## Saved entries:
____________________

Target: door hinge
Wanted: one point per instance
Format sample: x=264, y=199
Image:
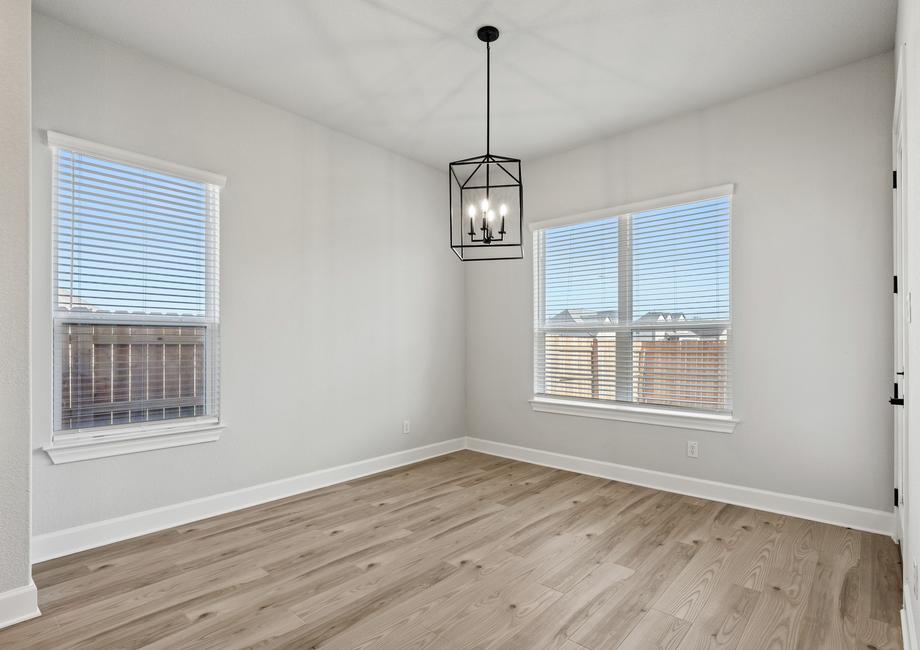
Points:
x=896, y=401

____________________

When repeating the entries, leave out every picture and keep the rest exact.

## ANSWER BOX:
Target: door hinge
Wanted: one point per instance
Format sample: x=264, y=199
Image:
Points:
x=896, y=401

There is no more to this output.